Critique initialement publiée sur mon blog : http://nebalestuncon.over-blog.com/2018/10/le-regard-de-ken-liu/une-heure-lumiere-hors-serie-2018.html
Critique commune avec Une heure-lumière hors-série 2018.
Les deux derniers titres de l’excellente collection « Une heure-lumière » des Éditions du Bélial’, à savoir Retour sur Titan de Stephen Baxter et Les Attracteurs de Rose Street de Lucius Shepard, ont été accompagnés à leur sortie par un petit bouquin « cadeau », sobrement intitulé Une heure-lumière hors-série 2018, objet d’une sympathique opération promotionnelle : il était offert pour l’achat de deux titres de la collection. J’emploie le passé parce que, même si j’en ai avancé la lecture par rapport à mon programme habituel, j'arrive un peu tard, avec cet article : il y a quelques jours à peine, peu ou prou au moment où je refermais le bouquin dans l’attente d’une future chronique, l’éditeur a annoncé avoir écoulé tous ses exemplaires (le tirage était de 3000)… MAIS, car il y a un mais, cette opération peut toujours avoir lieu chez certains libraires qui disposeraient encore d’exemplaires de ce hors-série – alors à bon entendeur…
Mais qu’y a-t-il donc, dans ce bonus ? Le gros de la pagination est occupé par un catalogue « étendu » de la collection (avec des blurbs bloguesques…). Mais ce qui en fait un cadeau appréciable se situe avant, dans trois textes très différents : une sorte d’ « éditorial » très bifrostien par Olivier Girard, patron du Bélial’ et donc de la collection « Une heure-lumière » en même temps que de la revue Bifrost, et qui fait l’apologie de la nouvelle et de la novella ; une intéressante interview d’Aurélien Police par Erwann Perchoc, qui revient sur la belle identité graphique de la collection et les processus qu’elle implique chez le talentueux illustrateur ; et, surtout, entre les deux, une nouvelle de Ken Liu, « Sept Anniversaires », traduites par Pierre-Paul Durastanti.
Or Ken Liu est un auteur important en UHL : il est le seul à avoir deux titres à son nom dans la collection, à savoir L’Homme qui mit fin à l’histoire et Le Regard – et, en ce qui me concerne, le premier de ces deux livres est tout bonnement le meilleur de toute la collection, qui est de manière générale bonne à très bonne. Seulement voilà : pour quelque raison, et sans doute pour partie parce que je savais qu’il ne me fallait pas m’attendre à une réussite comparable, j’avais laissé le second titre de côté, et il avait pris un peu la poussière… C’était le seul UHL que je n’avais pas encore lu, après avoir chroniqué récemment le Baxter et le Shepard – je me suis donc dit qu’il était bien temps de le faire, et d’associer cette lecture à celle du hors-série, puisqu’il contient lui aussi des vrais morceaux de Ken Liu dedans.
* * * * * * * * *
**CONSIGNE 1:** Renomme « Subject » en « Label » dans les enregistrements, en partant de la ligne qui contient « Subject: white background » et en allant jusqu'à celle qui contient « xmin=362 ymin=189 xmax=437 ymax=251 », puis recopie uniquement ces lignes sans aucune autre modification.

**DONNÉES AFFICHÉES:**
* * * * * * * * *
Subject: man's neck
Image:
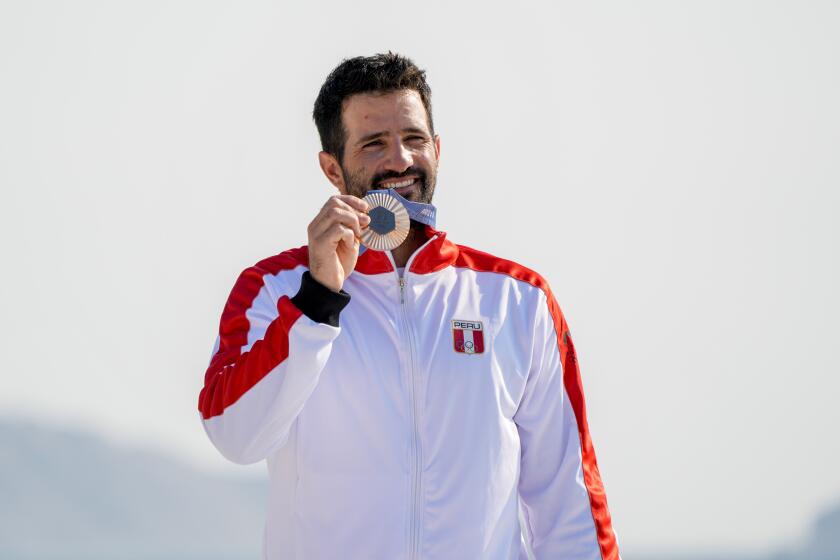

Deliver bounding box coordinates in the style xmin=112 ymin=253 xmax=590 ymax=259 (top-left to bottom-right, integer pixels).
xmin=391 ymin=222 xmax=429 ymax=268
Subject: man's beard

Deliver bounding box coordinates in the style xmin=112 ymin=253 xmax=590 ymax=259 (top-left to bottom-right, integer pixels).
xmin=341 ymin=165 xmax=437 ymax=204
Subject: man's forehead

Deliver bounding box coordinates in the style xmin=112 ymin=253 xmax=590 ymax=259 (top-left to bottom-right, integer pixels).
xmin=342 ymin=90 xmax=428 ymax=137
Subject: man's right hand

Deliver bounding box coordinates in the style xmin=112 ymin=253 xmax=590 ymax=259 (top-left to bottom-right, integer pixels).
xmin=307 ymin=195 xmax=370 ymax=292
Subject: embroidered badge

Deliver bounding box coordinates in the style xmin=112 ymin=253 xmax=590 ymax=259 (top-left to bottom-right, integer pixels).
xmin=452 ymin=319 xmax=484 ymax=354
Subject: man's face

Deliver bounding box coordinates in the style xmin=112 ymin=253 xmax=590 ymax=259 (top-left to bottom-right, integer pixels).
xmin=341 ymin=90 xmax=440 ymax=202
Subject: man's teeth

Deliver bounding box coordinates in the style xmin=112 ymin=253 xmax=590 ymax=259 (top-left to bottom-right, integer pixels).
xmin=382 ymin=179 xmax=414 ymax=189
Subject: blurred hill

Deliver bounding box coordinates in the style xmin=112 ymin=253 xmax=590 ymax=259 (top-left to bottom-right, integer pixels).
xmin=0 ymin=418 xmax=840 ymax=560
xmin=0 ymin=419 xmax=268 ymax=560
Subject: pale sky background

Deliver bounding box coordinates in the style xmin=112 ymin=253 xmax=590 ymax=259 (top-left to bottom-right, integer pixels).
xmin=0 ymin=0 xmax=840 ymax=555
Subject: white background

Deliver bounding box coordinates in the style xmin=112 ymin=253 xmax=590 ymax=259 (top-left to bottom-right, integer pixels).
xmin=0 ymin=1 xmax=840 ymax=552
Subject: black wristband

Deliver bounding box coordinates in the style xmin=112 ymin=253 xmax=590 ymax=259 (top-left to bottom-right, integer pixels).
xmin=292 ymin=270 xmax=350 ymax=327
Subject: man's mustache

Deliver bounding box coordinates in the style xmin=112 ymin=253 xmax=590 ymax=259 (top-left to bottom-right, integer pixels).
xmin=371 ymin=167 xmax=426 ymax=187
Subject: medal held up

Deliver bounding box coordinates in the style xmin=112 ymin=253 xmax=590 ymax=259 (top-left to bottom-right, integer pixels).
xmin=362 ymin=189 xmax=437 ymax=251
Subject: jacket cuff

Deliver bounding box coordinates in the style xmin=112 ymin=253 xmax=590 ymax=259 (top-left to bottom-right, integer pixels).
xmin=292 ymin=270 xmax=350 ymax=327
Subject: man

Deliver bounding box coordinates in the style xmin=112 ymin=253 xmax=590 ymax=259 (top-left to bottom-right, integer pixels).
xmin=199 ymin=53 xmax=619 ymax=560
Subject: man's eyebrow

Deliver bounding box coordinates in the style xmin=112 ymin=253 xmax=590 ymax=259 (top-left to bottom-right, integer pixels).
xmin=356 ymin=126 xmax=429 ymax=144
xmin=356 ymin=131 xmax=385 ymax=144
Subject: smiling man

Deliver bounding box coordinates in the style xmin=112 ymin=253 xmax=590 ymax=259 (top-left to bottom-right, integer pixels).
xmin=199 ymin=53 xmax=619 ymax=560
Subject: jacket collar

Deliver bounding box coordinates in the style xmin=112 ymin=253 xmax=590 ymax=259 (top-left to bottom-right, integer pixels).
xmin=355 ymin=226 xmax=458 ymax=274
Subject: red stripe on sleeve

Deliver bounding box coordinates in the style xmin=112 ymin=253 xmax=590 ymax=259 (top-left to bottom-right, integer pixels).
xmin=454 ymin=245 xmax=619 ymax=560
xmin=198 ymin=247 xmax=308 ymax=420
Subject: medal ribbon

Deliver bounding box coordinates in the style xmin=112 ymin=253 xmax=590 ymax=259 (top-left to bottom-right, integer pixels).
* * * * * * * * *
**CONSIGNE 2:** D'après le texte fourni, qui a traduit la nouvelle « Sept Anniversaires » de Ken Liu ?

**RÉPONSE CORRECTE 1:**
Label: white background

Deliver bounding box coordinates in the style xmin=112 ymin=253 xmax=590 ymax=259 (top-left to bottom-right, integer pixels).
xmin=0 ymin=1 xmax=840 ymax=552
Label: black wristband

Deliver bounding box coordinates in the style xmin=112 ymin=253 xmax=590 ymax=259 (top-left to bottom-right, integer pixels).
xmin=292 ymin=270 xmax=350 ymax=327
Label: man's mustache

Deliver bounding box coordinates in the style xmin=112 ymin=253 xmax=590 ymax=259 (top-left to bottom-right, integer pixels).
xmin=371 ymin=167 xmax=426 ymax=187
Label: medal held up

Deliver bounding box coordinates in the style xmin=112 ymin=253 xmax=590 ymax=259 (top-left to bottom-right, integer pixels).
xmin=362 ymin=189 xmax=437 ymax=251

**RÉPONSE CORRECTE 2:** Pierre-Paul Durastanti.